§ **Records for this exercise**
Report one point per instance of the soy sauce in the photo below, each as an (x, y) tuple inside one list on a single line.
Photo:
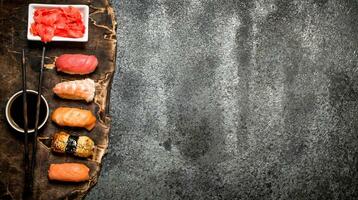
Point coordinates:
[(16, 110)]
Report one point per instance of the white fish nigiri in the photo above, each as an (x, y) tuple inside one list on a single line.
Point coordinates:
[(76, 90)]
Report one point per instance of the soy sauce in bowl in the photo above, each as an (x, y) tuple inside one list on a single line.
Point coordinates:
[(14, 111)]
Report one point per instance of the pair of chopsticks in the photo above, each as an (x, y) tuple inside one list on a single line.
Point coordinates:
[(30, 166)]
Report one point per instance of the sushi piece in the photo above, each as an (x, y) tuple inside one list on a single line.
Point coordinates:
[(68, 172), (74, 117), (76, 63), (76, 90), (81, 146)]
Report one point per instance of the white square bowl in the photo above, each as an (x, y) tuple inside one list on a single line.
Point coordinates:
[(84, 12)]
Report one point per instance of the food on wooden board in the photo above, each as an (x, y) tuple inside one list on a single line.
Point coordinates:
[(63, 22), (81, 146), (76, 63), (74, 117), (76, 90), (68, 172)]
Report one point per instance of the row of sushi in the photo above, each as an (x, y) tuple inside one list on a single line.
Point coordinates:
[(62, 142)]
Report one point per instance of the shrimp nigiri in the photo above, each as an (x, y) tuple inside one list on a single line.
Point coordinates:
[(76, 90), (74, 117), (68, 172)]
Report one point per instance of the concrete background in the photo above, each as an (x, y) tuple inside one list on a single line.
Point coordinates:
[(234, 100)]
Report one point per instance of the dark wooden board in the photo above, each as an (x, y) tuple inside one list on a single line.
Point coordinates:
[(102, 43)]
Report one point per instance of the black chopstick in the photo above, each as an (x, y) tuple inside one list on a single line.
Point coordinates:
[(34, 146), (24, 104)]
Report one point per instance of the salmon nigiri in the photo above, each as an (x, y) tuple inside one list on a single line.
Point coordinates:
[(74, 117), (76, 63), (68, 172), (76, 90)]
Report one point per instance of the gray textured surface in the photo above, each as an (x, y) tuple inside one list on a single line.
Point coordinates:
[(234, 99)]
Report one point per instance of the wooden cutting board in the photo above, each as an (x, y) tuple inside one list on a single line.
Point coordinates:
[(102, 43)]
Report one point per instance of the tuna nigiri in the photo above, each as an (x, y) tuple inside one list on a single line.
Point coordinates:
[(76, 63), (68, 172), (74, 117), (76, 90)]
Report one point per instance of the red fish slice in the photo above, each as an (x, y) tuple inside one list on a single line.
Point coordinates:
[(76, 63)]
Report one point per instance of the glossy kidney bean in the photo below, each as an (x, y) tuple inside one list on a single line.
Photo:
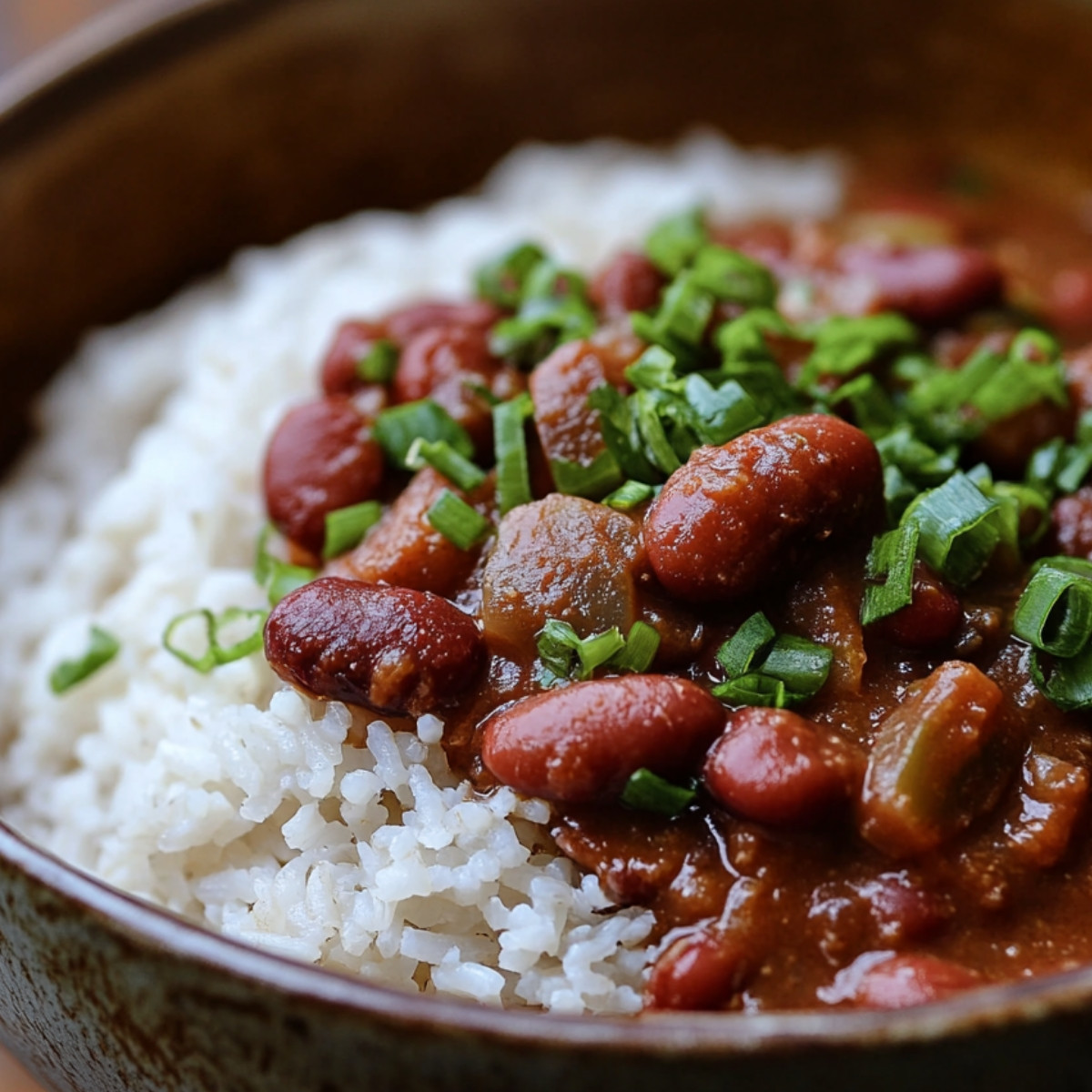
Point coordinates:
[(932, 616), (567, 426), (391, 650), (736, 517), (628, 283), (352, 342), (700, 971), (407, 322), (404, 550), (583, 742), (904, 981), (774, 767), (321, 458), (927, 284)]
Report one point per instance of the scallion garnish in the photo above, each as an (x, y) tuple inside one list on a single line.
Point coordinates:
[(397, 429), (501, 279), (629, 495), (959, 529), (1055, 611), (278, 578), (763, 669), (591, 480), (102, 648), (648, 792), (441, 457), (462, 525), (379, 364), (511, 445), (214, 627), (347, 527), (674, 241), (890, 568)]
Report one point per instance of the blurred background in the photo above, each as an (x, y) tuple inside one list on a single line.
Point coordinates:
[(26, 25)]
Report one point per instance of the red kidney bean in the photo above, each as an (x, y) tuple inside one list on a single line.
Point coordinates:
[(321, 458), (629, 283), (700, 971), (736, 517), (1071, 520), (392, 650), (774, 767), (352, 343), (904, 981), (929, 618), (407, 322), (568, 427), (927, 284), (582, 743), (404, 550)]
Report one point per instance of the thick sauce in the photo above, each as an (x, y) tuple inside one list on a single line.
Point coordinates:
[(906, 823)]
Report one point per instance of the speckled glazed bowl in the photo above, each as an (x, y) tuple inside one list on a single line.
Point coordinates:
[(148, 147)]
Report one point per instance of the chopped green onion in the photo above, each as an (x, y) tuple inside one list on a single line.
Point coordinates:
[(511, 443), (1055, 611), (565, 654), (648, 792), (642, 643), (800, 663), (674, 241), (347, 527), (763, 669), (102, 648), (629, 495), (844, 343), (397, 429), (462, 525), (959, 529), (278, 578), (891, 561), (733, 277), (501, 279), (577, 480), (748, 642), (441, 457), (217, 654), (379, 364)]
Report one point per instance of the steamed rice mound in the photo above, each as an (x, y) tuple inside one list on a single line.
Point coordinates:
[(227, 797)]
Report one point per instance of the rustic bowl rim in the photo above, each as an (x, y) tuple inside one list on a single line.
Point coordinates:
[(101, 49)]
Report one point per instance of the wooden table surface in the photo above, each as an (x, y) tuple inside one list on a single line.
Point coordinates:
[(26, 25)]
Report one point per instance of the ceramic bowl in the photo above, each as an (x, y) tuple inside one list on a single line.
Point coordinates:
[(147, 148)]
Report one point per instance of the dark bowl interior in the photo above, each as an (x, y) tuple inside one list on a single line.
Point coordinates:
[(150, 147)]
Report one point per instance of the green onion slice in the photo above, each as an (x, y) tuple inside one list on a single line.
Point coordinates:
[(959, 528), (216, 627), (674, 241), (511, 443), (102, 648), (648, 792), (1055, 611), (890, 565), (501, 279), (629, 495), (347, 527), (379, 364), (462, 525), (278, 578), (397, 429), (441, 457)]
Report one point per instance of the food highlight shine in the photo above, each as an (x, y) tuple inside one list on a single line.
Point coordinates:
[(708, 628)]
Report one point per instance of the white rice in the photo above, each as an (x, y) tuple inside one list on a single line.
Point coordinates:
[(227, 797)]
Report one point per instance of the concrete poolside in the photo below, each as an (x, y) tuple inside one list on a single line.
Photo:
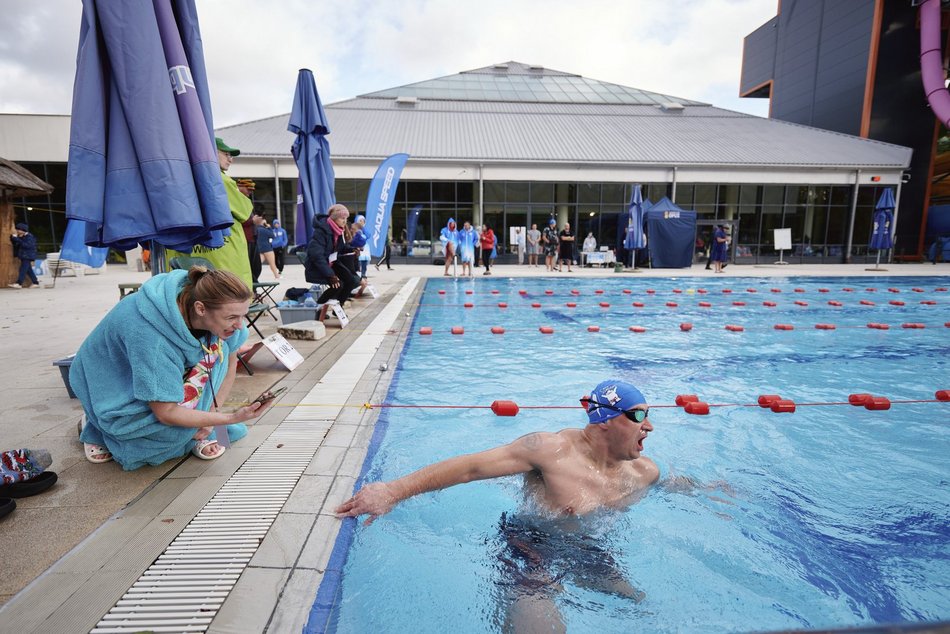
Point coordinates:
[(121, 521)]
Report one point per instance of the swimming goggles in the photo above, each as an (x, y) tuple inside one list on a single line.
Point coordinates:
[(636, 415)]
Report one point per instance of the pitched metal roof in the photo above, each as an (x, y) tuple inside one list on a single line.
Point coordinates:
[(668, 131)]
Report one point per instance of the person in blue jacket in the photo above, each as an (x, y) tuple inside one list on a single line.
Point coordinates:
[(24, 247), (279, 243), (449, 237)]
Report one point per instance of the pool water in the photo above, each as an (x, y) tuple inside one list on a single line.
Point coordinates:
[(831, 516)]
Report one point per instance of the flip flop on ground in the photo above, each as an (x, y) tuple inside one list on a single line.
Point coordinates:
[(201, 449), (96, 453)]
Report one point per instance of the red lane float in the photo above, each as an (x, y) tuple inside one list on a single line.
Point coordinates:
[(504, 408), (783, 406), (698, 408)]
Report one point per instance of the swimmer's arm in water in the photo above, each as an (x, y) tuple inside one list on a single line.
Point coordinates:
[(520, 456)]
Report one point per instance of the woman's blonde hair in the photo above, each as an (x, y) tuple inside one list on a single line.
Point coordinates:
[(211, 288)]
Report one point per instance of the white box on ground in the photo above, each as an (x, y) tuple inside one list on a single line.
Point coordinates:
[(284, 352)]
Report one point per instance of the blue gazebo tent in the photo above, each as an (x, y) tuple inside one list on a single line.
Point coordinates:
[(672, 234)]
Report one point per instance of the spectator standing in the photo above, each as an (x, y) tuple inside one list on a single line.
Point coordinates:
[(534, 245), (279, 243), (566, 247), (24, 248), (487, 241)]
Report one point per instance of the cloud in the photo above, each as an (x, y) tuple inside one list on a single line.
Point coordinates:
[(685, 48)]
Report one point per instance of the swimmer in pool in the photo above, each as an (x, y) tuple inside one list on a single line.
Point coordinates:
[(570, 472), (568, 477)]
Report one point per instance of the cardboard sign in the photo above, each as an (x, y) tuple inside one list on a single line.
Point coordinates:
[(284, 352)]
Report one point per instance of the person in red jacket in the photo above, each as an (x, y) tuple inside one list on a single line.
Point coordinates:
[(487, 243)]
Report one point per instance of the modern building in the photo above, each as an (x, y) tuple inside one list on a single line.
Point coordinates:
[(854, 67), (513, 145)]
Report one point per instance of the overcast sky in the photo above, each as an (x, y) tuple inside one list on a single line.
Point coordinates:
[(253, 48)]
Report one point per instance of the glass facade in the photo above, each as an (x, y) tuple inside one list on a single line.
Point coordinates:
[(818, 215)]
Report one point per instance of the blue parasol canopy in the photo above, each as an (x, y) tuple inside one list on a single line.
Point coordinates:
[(635, 238), (142, 162), (883, 221), (312, 154)]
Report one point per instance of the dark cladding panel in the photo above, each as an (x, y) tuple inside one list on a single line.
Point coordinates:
[(758, 59)]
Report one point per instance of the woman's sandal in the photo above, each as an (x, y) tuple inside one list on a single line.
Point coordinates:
[(203, 444), (96, 453)]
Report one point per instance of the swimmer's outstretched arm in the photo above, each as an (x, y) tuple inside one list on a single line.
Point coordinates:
[(520, 456)]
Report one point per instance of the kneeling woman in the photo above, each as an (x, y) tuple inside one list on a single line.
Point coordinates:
[(151, 375)]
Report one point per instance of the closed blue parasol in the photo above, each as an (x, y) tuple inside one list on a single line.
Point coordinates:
[(142, 161), (312, 153), (882, 231)]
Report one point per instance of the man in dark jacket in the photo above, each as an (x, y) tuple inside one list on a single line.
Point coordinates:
[(24, 246), (323, 265)]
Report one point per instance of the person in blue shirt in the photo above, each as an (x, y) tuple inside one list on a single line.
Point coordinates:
[(449, 238), (24, 247), (279, 243)]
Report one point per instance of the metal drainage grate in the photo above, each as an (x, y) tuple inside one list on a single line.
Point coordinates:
[(186, 586)]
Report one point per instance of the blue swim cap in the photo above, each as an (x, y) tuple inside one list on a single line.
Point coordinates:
[(616, 394)]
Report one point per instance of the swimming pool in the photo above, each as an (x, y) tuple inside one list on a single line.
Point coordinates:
[(833, 516)]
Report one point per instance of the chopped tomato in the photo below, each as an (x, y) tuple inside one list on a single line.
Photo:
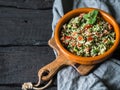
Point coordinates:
[(80, 38), (79, 44), (73, 44), (81, 15), (90, 38), (63, 38), (105, 40), (87, 26), (87, 49), (109, 26), (74, 33)]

§ **Task statement**
Starting with the line that contains "Report one point per instance of the scallion" and going on through the line that contains "[(101, 49)]", write those lines out again, request lines included, and offset every point coordinate in the answers by adding 29 to it.

§ **Solution for this problem**
Report one point per instance of the scallion garnish in the photo above, each as an (x, y) tuple inside one list on a single line.
Point coordinates:
[(426, 458), (530, 308), (658, 524), (988, 558), (1084, 640), (307, 607), (792, 698), (620, 509), (131, 677), (677, 821), (470, 486), (491, 554), (408, 393), (540, 474), (243, 656), (376, 556), (703, 270), (919, 597)]
Report one point per instance of the blurred background in the photo above, each as an (x, y) tuple inside one list on a single line.
Point coordinates:
[(55, 54)]
Report one point per instance of the red kidney bean in the photo above, each as an (x, y) tuple inside one list on a single line.
Point coordinates:
[(350, 487), (658, 312), (729, 1000), (765, 546), (1100, 549), (421, 679), (803, 796), (381, 372), (933, 1010), (958, 647), (436, 351), (597, 456), (956, 313), (611, 772), (433, 579)]
Report one point per instance of the thick sauce in the photo above, each as an (x, y) tuple inside one list on a single line.
Point coordinates:
[(935, 852)]
Report one point per instance of the speckled glazed bowl in the photo above, each as an (x, y) tuple inside one list on a single line.
Point coordinates:
[(177, 176)]
Report one point per instance of the chopped green onion in the photo above, each as an (x, y) tuple inside one list on a single line.
Point coordinates:
[(540, 472), (1084, 640), (594, 683), (677, 821), (671, 672), (829, 692), (703, 270), (376, 556), (792, 698), (131, 677), (658, 524), (873, 372), (426, 458), (491, 554), (988, 558), (307, 607), (920, 590), (762, 306), (530, 308), (606, 509), (777, 671), (470, 486), (246, 683), (408, 393)]
Report one point per instance of the steamed rice mound in the photo above, each as an (x, y) tuple inside one list on a single line.
Point coordinates:
[(256, 826)]
Report one point per instance of the rustic bowl rim in the photo above, each as an (x, y) tuple inside one list on a single line.
Point coordinates:
[(130, 78)]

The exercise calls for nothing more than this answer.